Aufgabe: Gib an, wie viele der Zeilen unten die Zeichenfolge „negative“ enthalten. Nenne nur die Zahl.

##############################

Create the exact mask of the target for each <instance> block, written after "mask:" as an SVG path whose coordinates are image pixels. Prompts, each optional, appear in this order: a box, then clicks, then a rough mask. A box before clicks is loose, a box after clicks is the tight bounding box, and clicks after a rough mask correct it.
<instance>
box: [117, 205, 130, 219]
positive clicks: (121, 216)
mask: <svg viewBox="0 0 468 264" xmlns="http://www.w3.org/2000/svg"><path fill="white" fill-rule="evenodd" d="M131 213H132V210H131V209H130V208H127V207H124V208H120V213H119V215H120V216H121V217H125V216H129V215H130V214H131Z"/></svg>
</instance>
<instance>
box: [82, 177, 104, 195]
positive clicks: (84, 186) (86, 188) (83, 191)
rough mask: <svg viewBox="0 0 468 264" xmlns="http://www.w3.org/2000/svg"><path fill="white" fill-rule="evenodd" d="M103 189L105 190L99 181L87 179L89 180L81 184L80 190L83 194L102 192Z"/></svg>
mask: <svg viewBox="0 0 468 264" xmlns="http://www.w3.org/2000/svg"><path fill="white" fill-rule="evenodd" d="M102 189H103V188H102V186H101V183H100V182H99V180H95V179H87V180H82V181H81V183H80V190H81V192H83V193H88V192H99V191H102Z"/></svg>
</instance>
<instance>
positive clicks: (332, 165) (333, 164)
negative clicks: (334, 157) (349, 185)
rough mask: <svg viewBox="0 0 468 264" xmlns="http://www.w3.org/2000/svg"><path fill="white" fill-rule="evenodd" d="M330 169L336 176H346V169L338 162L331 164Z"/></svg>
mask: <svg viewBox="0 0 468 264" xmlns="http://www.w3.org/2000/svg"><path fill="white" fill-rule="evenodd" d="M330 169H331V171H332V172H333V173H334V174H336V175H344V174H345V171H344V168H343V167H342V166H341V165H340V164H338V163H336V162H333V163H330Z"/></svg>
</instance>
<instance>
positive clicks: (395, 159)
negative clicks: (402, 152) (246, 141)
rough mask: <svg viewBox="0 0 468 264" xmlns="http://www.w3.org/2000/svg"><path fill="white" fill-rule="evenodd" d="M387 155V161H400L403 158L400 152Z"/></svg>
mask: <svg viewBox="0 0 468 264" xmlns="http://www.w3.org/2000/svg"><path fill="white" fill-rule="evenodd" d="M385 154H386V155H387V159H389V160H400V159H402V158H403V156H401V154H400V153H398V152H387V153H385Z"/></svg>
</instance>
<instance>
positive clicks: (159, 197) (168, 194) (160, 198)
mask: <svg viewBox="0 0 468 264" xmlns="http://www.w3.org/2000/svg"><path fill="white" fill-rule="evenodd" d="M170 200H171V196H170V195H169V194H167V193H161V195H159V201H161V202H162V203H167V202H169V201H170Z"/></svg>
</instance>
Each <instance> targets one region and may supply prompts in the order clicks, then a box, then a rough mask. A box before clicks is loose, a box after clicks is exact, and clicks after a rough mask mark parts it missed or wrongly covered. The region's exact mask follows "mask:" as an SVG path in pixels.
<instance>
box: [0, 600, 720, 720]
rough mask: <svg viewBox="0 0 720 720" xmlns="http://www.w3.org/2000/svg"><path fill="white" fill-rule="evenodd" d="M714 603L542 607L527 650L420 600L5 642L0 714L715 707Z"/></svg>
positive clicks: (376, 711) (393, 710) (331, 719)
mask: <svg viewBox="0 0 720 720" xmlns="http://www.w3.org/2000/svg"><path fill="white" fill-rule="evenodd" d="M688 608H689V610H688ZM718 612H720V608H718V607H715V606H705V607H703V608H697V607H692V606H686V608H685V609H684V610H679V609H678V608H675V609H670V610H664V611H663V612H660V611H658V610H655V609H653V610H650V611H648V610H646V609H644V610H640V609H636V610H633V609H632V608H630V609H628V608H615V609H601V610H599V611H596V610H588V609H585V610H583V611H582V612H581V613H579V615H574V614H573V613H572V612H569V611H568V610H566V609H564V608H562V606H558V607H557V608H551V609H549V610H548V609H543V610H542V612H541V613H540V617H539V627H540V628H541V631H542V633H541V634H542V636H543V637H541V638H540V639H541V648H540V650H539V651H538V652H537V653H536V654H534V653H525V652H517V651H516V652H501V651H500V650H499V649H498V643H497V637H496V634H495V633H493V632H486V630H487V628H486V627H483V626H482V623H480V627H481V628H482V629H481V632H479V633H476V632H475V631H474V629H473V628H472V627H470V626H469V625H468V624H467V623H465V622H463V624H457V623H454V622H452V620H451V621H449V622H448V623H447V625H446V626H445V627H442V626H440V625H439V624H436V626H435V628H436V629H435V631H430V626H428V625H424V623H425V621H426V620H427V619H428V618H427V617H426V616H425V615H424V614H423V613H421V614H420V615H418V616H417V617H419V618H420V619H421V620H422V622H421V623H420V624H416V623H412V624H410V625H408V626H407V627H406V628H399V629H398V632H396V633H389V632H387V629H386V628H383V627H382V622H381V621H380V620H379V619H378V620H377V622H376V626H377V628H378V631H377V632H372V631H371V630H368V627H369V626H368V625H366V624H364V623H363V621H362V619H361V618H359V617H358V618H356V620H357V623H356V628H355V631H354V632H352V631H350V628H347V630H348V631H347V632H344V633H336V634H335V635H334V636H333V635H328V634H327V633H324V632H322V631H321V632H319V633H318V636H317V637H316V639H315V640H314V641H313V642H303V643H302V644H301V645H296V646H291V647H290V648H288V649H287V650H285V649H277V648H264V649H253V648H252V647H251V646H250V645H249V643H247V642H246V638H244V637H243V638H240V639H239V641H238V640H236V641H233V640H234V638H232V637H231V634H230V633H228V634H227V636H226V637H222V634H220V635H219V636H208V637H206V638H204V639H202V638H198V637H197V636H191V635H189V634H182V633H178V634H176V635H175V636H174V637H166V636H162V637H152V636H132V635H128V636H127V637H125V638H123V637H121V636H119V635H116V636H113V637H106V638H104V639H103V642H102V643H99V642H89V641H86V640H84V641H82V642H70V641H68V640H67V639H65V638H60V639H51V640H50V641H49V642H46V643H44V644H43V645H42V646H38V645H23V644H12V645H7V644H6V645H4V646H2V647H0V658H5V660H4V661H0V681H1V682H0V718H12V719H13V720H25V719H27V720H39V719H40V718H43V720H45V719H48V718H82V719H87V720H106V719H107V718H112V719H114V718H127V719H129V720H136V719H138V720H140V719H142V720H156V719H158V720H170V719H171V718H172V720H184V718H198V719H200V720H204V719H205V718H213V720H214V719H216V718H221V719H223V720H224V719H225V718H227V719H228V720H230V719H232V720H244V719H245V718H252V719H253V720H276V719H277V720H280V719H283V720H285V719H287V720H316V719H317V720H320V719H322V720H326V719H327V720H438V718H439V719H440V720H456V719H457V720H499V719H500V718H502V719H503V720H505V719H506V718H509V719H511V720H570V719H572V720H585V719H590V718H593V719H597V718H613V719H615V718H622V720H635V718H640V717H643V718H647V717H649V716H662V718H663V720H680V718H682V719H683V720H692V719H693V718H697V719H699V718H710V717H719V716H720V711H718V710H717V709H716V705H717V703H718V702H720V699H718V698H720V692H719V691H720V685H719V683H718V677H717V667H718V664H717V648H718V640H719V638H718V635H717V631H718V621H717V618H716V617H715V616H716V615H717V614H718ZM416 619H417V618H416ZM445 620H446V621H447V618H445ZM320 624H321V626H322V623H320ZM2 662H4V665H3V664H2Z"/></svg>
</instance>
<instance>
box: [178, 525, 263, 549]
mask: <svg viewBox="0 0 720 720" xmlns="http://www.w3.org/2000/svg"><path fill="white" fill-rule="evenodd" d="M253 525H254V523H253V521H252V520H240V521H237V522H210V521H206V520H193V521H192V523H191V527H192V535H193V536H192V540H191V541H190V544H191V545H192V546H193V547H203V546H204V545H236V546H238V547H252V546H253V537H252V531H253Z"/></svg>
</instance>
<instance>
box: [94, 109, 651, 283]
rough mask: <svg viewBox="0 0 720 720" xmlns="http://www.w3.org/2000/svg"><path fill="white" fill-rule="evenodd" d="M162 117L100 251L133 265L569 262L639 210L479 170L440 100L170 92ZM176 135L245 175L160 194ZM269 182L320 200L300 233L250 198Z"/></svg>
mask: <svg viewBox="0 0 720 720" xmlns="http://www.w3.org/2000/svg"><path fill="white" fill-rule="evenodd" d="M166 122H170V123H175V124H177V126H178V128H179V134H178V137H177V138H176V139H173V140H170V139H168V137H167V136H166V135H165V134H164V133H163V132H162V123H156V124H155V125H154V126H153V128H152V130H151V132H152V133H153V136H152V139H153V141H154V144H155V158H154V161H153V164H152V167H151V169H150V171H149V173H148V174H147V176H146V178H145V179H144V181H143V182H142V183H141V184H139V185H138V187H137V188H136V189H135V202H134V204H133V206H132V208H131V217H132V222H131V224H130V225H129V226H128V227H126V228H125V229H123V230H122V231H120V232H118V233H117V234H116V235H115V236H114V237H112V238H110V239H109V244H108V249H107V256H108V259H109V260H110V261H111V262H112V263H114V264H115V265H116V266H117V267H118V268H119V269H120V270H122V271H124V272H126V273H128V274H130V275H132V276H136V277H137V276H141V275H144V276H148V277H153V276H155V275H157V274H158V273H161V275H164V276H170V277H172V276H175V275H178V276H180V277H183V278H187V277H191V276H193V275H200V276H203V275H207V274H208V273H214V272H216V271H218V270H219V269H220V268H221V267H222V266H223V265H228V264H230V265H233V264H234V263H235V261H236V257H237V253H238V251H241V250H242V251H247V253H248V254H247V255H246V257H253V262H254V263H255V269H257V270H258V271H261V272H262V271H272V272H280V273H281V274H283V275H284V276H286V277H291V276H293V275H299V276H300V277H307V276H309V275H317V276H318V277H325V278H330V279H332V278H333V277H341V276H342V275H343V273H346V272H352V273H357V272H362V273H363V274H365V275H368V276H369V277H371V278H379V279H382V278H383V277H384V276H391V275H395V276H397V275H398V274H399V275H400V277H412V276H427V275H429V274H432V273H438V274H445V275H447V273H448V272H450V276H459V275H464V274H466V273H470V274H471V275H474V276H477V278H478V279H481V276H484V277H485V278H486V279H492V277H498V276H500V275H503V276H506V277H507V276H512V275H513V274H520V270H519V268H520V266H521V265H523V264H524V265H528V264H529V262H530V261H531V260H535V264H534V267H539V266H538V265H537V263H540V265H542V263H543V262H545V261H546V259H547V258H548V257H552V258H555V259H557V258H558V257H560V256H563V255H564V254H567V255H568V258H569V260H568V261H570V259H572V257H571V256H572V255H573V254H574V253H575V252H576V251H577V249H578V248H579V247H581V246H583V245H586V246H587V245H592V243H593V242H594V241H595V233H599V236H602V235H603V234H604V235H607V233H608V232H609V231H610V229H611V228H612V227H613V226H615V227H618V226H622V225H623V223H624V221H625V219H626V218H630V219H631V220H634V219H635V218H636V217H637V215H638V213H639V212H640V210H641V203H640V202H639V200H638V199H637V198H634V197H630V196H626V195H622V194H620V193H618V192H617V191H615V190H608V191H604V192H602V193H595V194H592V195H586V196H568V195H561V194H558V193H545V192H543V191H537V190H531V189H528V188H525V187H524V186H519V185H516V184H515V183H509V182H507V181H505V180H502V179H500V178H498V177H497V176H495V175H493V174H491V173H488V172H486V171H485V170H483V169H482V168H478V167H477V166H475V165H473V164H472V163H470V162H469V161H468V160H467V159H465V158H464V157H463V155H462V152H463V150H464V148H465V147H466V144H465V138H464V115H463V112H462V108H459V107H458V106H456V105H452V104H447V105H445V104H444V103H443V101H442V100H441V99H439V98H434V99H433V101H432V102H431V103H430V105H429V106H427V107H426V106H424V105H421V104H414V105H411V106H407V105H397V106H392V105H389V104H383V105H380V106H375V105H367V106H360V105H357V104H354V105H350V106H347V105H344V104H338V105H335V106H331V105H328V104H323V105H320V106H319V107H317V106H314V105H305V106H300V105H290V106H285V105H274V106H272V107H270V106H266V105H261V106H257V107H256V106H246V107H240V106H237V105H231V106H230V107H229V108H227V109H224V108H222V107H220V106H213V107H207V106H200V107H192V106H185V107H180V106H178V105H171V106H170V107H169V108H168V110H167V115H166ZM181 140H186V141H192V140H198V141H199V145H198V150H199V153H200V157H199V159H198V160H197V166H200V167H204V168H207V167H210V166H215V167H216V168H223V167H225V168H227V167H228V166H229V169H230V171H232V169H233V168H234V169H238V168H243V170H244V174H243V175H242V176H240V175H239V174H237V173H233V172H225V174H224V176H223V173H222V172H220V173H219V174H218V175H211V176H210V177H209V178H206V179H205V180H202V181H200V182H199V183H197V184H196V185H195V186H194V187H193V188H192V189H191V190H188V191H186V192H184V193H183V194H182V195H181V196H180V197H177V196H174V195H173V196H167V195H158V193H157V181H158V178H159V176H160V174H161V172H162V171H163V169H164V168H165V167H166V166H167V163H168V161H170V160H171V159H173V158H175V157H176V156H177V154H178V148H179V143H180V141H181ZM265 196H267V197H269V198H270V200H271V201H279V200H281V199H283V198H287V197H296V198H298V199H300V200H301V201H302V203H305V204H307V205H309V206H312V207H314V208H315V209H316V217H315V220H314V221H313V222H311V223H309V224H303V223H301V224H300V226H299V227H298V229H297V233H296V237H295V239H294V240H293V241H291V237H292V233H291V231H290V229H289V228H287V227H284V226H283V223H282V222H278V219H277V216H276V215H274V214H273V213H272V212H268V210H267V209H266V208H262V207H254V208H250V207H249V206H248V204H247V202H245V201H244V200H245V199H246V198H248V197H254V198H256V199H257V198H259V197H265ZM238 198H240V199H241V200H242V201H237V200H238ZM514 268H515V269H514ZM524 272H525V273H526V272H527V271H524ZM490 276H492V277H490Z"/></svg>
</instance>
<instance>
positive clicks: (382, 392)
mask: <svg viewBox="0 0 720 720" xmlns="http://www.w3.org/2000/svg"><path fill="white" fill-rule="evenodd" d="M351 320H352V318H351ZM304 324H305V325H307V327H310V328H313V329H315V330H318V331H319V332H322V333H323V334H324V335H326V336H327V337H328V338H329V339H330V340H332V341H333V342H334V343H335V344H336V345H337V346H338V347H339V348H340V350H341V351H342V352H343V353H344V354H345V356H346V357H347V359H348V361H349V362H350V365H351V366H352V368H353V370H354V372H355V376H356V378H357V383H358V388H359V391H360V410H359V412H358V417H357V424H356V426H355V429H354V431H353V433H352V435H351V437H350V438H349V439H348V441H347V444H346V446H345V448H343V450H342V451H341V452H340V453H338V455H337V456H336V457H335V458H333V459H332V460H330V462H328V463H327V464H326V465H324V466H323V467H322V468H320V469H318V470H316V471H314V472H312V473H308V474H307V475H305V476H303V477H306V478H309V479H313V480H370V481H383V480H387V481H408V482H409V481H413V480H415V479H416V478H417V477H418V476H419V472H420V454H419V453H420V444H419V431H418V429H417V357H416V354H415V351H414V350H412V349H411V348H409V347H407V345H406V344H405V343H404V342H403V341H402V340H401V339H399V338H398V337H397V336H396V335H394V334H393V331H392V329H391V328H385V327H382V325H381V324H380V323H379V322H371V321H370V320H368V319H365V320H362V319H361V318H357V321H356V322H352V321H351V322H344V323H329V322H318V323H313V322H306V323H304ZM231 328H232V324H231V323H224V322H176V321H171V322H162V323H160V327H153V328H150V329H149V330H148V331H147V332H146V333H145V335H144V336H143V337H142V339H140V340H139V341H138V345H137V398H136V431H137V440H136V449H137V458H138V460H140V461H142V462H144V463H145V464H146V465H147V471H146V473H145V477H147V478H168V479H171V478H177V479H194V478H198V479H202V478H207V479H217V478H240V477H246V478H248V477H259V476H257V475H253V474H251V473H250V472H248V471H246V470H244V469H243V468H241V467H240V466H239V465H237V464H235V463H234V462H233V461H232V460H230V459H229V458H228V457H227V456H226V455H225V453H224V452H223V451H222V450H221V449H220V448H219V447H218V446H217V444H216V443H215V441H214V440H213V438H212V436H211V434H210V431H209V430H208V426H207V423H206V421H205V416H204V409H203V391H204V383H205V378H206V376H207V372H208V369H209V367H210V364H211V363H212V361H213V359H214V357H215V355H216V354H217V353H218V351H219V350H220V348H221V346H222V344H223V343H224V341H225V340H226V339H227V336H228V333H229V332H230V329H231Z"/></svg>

##############################

Lösung: 2